■ **WHAT YOU HAVE TO DO**
Return every row below unchanged, in the same order and with the same line breaks.

[Region segmentation data]
-----
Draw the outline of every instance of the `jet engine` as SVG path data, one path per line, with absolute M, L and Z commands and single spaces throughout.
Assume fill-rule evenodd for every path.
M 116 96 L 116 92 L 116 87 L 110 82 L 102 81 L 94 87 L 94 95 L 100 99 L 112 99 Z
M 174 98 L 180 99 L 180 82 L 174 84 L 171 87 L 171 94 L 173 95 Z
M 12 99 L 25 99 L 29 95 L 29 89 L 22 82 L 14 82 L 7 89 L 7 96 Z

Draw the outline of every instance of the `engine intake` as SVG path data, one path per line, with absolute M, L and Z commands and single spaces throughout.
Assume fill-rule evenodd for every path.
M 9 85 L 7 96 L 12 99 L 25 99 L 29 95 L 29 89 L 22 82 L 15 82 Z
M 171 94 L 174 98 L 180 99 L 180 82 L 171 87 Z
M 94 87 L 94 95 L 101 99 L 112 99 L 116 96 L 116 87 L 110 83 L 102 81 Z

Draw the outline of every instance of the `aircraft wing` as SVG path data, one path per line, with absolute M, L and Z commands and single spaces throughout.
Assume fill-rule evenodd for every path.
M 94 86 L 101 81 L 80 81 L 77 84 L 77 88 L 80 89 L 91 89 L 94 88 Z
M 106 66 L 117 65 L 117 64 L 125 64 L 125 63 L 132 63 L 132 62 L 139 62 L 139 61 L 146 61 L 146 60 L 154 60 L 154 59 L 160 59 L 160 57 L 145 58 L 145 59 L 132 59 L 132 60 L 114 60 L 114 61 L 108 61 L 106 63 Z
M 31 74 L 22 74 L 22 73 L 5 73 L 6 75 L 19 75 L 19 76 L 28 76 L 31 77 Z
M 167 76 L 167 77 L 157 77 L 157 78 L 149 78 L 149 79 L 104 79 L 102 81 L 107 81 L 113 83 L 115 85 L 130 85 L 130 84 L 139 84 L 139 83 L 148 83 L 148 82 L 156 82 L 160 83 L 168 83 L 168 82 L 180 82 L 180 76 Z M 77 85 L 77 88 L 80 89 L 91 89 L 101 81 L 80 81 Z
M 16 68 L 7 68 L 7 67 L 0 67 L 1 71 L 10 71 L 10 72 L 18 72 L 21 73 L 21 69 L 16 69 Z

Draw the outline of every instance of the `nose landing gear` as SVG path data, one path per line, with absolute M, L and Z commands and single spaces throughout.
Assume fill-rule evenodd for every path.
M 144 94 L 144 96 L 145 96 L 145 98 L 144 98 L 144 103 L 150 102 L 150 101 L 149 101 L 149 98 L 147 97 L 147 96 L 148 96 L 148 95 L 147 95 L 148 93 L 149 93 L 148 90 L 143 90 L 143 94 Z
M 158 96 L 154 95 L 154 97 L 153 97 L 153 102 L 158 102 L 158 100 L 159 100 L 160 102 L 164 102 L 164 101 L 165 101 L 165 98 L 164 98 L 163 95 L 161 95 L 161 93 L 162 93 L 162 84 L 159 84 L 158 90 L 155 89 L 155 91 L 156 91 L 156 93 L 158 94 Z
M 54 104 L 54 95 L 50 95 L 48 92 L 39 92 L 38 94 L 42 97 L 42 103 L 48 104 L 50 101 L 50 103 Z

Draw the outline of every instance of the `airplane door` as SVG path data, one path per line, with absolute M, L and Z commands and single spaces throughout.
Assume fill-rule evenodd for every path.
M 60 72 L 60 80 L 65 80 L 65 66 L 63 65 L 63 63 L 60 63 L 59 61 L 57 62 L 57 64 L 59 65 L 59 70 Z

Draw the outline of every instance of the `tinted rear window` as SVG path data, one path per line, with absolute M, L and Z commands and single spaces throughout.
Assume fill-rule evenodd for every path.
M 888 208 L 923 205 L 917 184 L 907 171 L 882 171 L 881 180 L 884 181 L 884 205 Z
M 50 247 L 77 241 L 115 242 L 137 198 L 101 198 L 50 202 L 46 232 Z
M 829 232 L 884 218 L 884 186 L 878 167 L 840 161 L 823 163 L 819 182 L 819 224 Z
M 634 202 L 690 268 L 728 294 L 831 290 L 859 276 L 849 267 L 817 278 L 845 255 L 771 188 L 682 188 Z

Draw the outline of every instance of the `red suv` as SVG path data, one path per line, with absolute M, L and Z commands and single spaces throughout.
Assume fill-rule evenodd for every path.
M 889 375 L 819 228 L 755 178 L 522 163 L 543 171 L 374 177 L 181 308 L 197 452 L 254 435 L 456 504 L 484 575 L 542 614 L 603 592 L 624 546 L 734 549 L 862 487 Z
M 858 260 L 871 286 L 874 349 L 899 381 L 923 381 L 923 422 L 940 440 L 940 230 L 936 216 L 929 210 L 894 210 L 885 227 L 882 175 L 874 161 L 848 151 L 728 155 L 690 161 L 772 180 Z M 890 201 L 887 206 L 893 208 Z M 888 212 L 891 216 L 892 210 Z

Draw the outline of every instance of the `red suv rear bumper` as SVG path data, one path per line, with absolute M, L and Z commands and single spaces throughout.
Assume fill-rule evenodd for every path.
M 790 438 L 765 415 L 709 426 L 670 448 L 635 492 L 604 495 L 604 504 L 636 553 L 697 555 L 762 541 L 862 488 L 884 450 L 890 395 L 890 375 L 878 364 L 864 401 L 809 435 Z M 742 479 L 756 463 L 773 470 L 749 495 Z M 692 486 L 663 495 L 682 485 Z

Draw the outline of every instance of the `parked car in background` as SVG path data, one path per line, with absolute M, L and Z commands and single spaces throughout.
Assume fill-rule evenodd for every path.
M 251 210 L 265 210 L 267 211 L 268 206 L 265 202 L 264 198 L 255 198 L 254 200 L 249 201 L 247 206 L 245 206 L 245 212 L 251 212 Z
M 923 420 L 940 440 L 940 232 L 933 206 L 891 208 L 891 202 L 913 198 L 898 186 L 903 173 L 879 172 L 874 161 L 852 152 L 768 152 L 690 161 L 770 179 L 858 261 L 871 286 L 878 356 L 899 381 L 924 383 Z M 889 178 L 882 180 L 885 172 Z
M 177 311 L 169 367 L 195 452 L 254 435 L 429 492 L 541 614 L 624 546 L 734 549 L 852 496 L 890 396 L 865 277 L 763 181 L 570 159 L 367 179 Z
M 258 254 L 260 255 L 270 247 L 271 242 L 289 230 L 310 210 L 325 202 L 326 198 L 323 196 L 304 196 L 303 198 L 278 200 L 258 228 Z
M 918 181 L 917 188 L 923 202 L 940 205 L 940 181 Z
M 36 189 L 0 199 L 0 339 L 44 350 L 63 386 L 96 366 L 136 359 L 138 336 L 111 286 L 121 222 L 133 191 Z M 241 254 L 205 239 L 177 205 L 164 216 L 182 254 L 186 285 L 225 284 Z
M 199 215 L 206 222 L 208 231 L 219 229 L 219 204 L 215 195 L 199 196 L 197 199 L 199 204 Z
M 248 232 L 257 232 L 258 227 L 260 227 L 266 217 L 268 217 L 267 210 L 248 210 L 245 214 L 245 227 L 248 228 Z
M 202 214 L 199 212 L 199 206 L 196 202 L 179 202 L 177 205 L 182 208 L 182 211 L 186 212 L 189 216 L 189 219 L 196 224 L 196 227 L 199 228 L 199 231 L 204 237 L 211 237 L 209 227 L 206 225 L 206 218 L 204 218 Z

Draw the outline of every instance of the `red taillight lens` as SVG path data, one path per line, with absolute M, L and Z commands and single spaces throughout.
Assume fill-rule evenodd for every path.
-----
■ **ANSWER FOR THE TASK**
Draw the outline of every instance of the `jet engine` as SVG path data, one path per line, with absolute M, L and Z commands and single spaces throughout.
Assume fill-rule evenodd for every path.
M 116 96 L 116 92 L 116 87 L 110 82 L 102 81 L 94 87 L 94 95 L 100 99 L 112 99 Z
M 174 98 L 180 99 L 180 82 L 174 84 L 171 87 L 171 94 L 173 95 Z
M 12 99 L 25 99 L 29 95 L 29 89 L 22 82 L 14 82 L 7 89 L 7 96 Z

Draw the outline of every instance of the `engine intake` as SVG path data, one path per line, with absolute M, L and Z commands and single spaces throughout.
Assume fill-rule evenodd for every path.
M 9 85 L 7 96 L 12 99 L 25 99 L 29 95 L 29 89 L 22 82 L 15 82 Z
M 171 94 L 174 98 L 180 99 L 180 82 L 171 87 Z
M 94 87 L 94 95 L 101 99 L 112 99 L 116 96 L 116 87 L 110 83 L 102 81 Z

Draw the outline of every instance of the `aircraft wing` as SVG path data, one path per line, with absolute M, L and Z commands and single spaces throughout.
Assume fill-rule evenodd for every path.
M 94 86 L 101 81 L 80 81 L 77 84 L 77 88 L 80 89 L 91 89 L 94 88 Z
M 106 66 L 117 65 L 117 64 L 125 64 L 125 63 L 132 63 L 132 62 L 139 62 L 139 61 L 146 61 L 146 60 L 154 60 L 154 59 L 160 59 L 160 57 L 145 58 L 145 59 L 132 59 L 132 60 L 114 60 L 114 61 L 108 61 L 106 63 Z
M 31 74 L 22 74 L 22 73 L 5 73 L 6 75 L 19 75 L 19 76 L 28 76 L 31 77 Z
M 167 76 L 167 77 L 157 77 L 157 78 L 149 78 L 149 79 L 104 79 L 102 81 L 107 81 L 113 83 L 115 85 L 130 85 L 130 84 L 139 84 L 139 83 L 148 83 L 148 82 L 156 82 L 160 83 L 168 83 L 168 82 L 180 82 L 180 76 Z M 77 85 L 77 88 L 80 89 L 91 89 L 101 81 L 80 81 Z
M 16 68 L 7 68 L 7 67 L 0 67 L 1 71 L 10 71 L 10 72 L 18 72 L 21 73 L 21 69 L 16 69 Z

Draw the outline of every instance of the `nose landing gear` as SVG path data, one path per line, with absolute M, L and Z commands and single spaces throughout.
Assume fill-rule evenodd for every path.
M 144 94 L 144 96 L 145 96 L 145 98 L 144 98 L 144 103 L 150 102 L 150 101 L 149 101 L 149 98 L 147 97 L 147 96 L 148 96 L 148 95 L 147 95 L 148 93 L 149 93 L 148 90 L 143 90 L 143 94 Z
M 158 96 L 154 95 L 154 97 L 153 97 L 153 102 L 158 102 L 158 100 L 159 100 L 160 102 L 164 102 L 164 101 L 165 101 L 165 98 L 164 98 L 163 95 L 161 95 L 161 93 L 162 93 L 162 84 L 159 84 L 158 90 L 155 89 L 155 91 L 156 91 L 156 93 L 158 94 Z
M 54 104 L 54 95 L 50 95 L 48 92 L 39 92 L 38 94 L 42 97 L 42 103 L 48 104 L 50 101 L 50 103 Z

Draw the outline of every instance of the `airplane door` as SVG path data, one path per line, with absolute M, L and Z commands and single spaces throughout.
Assume fill-rule evenodd for every path.
M 60 72 L 60 80 L 65 80 L 65 66 L 63 65 L 63 63 L 60 63 L 59 61 L 57 62 L 57 64 L 59 65 L 59 70 Z

Draw the outline of every instance of the `tinted rear window` as SVG path data, one path per line, with absolute M, L and Z commands and single spaces throughout.
Assume fill-rule evenodd for every path.
M 888 208 L 923 205 L 917 184 L 907 171 L 882 171 L 881 180 L 884 181 L 884 205 Z
M 50 247 L 77 241 L 115 242 L 137 198 L 101 198 L 50 202 L 46 232 Z
M 829 232 L 884 218 L 884 186 L 878 167 L 840 161 L 823 163 L 819 182 L 819 224 Z
M 634 202 L 690 268 L 728 294 L 831 290 L 859 276 L 849 267 L 817 278 L 845 255 L 771 188 L 682 188 Z

Draw the outline of every instance of the `red suv` as SVG path data, one path per line, with absolute M, L and Z commands and single spaces throughout.
Assume fill-rule evenodd for every path.
M 889 375 L 819 228 L 755 178 L 522 163 L 543 171 L 374 177 L 181 308 L 197 452 L 254 435 L 456 504 L 484 575 L 542 614 L 603 592 L 624 546 L 734 549 L 862 487 Z
M 858 260 L 871 286 L 874 349 L 899 381 L 923 381 L 923 422 L 940 440 L 940 230 L 936 216 L 929 210 L 894 210 L 885 227 L 882 175 L 874 161 L 848 151 L 728 155 L 690 161 L 772 180 Z M 890 201 L 887 206 L 893 208 Z M 888 212 L 891 216 L 892 210 Z

Draw the outline of every instance of the `red suv rear bumper` as SVG path data, one path per line, with absolute M, L and Z commands and single spaces throughout.
Assume fill-rule evenodd for every path.
M 790 438 L 765 415 L 709 426 L 670 448 L 635 492 L 604 495 L 604 504 L 636 553 L 697 555 L 762 541 L 862 488 L 884 450 L 890 395 L 890 375 L 878 364 L 864 401 L 809 435 Z M 742 479 L 756 463 L 773 470 L 749 495 Z M 692 486 L 663 495 L 682 485 Z

Draw the outline of every instance of the `parked car in background` as SVG path data, one path per line, with absolute M, L and Z commands and single spaces throughout.
Assume fill-rule evenodd for every path.
M 251 210 L 265 210 L 267 211 L 268 206 L 265 202 L 264 198 L 255 198 L 254 200 L 249 201 L 247 206 L 245 206 L 245 212 L 251 212 Z
M 923 420 L 940 440 L 940 232 L 933 206 L 891 208 L 891 202 L 913 198 L 898 186 L 903 173 L 879 172 L 874 161 L 852 152 L 768 152 L 690 161 L 770 179 L 858 261 L 871 286 L 878 356 L 899 381 L 924 383 Z M 889 178 L 882 180 L 885 172 Z
M 177 311 L 169 367 L 195 452 L 254 435 L 429 492 L 541 614 L 624 546 L 734 549 L 852 496 L 890 396 L 865 277 L 763 181 L 570 159 L 367 179 Z
M 258 254 L 260 255 L 270 247 L 271 242 L 289 230 L 310 210 L 325 202 L 326 198 L 323 196 L 304 196 L 303 198 L 278 200 L 258 228 Z
M 918 181 L 917 188 L 923 202 L 940 205 L 940 181 Z
M 36 189 L 0 199 L 0 339 L 44 350 L 63 386 L 96 366 L 136 359 L 138 336 L 111 286 L 121 222 L 133 191 Z M 241 254 L 205 239 L 177 205 L 164 216 L 182 254 L 186 285 L 225 284 Z
M 199 215 L 206 222 L 208 231 L 219 229 L 219 204 L 215 195 L 199 196 L 197 199 L 199 204 Z
M 248 232 L 257 232 L 258 227 L 260 227 L 266 217 L 268 217 L 267 210 L 248 210 L 245 214 L 245 227 L 248 228 Z
M 202 214 L 199 212 L 199 206 L 196 202 L 179 202 L 177 205 L 182 208 L 182 211 L 186 212 L 189 216 L 189 219 L 196 224 L 196 227 L 199 228 L 199 231 L 204 237 L 211 237 L 209 227 L 206 225 L 206 218 L 204 218 Z

Draw the outline of every instance of the `red taillight lens` as SVG path data, one path per line, with absolute M, L and Z commands and single spaces throughout.
Assume fill-rule evenodd for every path.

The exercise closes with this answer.